Text to read -
|---|

News Column

Researchers Submit Patent Application, "Multi-Stage Speaker Adaptation", for Approval

July 1, 2014



By a News Reporter-Staff News Editor at Information Technology Newsweekly -- From Washington, D.C., VerticalNews journalists report that a patent application by the inventors Aleksic, Petar (Mountain View, CA); Lei, Xin (Mountain View, CA), filed on February 17, 2014, was made available online on June 19, 2014.

The patent's assignee is Google Inc.

News editors obtained the following quote from the background information supplied by the inventors: "Automatic speech recognition (ASR) technology can be used to map audio utterances to textual representations of those utterances. In some systems, ASR involves comparing characteristics of the audio utterances to an acoustic model of human voice. However, different speakers may exhibit different speech characteristics (e.g., pitch, accent, tempo, etc.). Consequently, the acoustic model may not perform well for all speakers."

|---|

Listed records -
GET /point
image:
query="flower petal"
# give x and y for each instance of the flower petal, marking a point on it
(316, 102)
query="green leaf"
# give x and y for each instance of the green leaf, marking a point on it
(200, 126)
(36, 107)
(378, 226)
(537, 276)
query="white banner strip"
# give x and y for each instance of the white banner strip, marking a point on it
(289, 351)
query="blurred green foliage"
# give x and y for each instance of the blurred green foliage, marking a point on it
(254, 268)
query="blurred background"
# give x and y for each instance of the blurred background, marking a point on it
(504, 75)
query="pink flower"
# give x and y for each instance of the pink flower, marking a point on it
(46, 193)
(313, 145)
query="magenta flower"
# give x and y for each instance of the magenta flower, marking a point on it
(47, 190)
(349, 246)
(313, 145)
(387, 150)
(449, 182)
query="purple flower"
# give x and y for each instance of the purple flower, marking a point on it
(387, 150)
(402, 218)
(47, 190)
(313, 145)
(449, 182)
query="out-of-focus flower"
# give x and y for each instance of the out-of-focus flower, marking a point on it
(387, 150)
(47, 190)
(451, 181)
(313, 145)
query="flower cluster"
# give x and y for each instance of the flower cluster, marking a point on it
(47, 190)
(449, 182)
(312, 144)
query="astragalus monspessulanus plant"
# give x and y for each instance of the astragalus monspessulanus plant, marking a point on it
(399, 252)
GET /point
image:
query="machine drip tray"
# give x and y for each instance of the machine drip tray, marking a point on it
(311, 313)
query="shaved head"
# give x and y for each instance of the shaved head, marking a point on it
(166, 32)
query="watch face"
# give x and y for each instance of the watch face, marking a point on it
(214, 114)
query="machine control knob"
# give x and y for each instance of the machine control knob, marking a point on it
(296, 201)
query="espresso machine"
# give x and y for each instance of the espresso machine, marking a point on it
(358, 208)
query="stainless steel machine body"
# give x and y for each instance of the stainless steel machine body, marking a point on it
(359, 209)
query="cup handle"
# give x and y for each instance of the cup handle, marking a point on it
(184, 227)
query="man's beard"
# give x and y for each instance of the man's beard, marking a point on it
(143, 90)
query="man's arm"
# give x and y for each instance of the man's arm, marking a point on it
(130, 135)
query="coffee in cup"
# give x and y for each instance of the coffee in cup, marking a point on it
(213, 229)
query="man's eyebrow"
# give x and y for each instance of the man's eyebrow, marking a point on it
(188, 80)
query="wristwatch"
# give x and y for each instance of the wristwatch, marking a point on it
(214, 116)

|---|

Problem set -
(A) Please write out the stretch of the news column from "Researchers Submit Patent" through "is Google Inc.".
(B) According to the news column, why might an acoustic model used in automatic speech recognition fail to perform well for every speaker?
(C) Give a continuation of the news column on the speaker adaptation patent application, picking up after its last sentence.

Answers in order -
(A)
Researchers Submit Patent Application, "Multi-Stage Speaker Adaptation", for Approval

July 1, 2014



By a News Reporter-Staff News Editor at Information Technology Newsweekly -- From Washington, D.C., VerticalNews journalists report that a patent application by the inventors Aleksic, Petar (Mountain View, CA); Lei, Xin (Mountain View, CA), filed on February 17, 2014, was made available online on June 19, 2014.

The patent's assignee is Google Inc.

(B) Different speakers can show different speech characteristics, such as pitch, accent, and tempo. Some ASR systems compare the characteristics of audio utterances to a single acoustic model of human voice, so that model may not work well for all speakers.

(C)
As a supplement to the background information on this patent application, VerticalNews correspondents also obtained the inventors' summary information for this patent application: "In a first example embodiment, a first gender-specific speaker adaptation technique may be selected based on characteristics of a first set of feature vectors. The first set of feature vectors may correspond to a first unit of input speech, and may be configured for use in automatic speech recognition (ASR) of the first unit of input speech. A second set of feature vectors may be modified based on the first gender-specific speaker adaptation technique. The second set of feature vectors may correspond to a second unit of input speech. The modified second set of feature vectors may be configured for use in ASR of the second unit of input speech. A first speaker-dependent speaker adaptation technique may be selected based on characteristics of the second set of feature vectors. A third set of feature vectors may be modified based on the first speaker-dependent speaker adaptation technique. The third set of feature vectors may correspond to a third unit of input speech. The modified third set of feature vectors may be configured for use in ASR of the third unit of input speech.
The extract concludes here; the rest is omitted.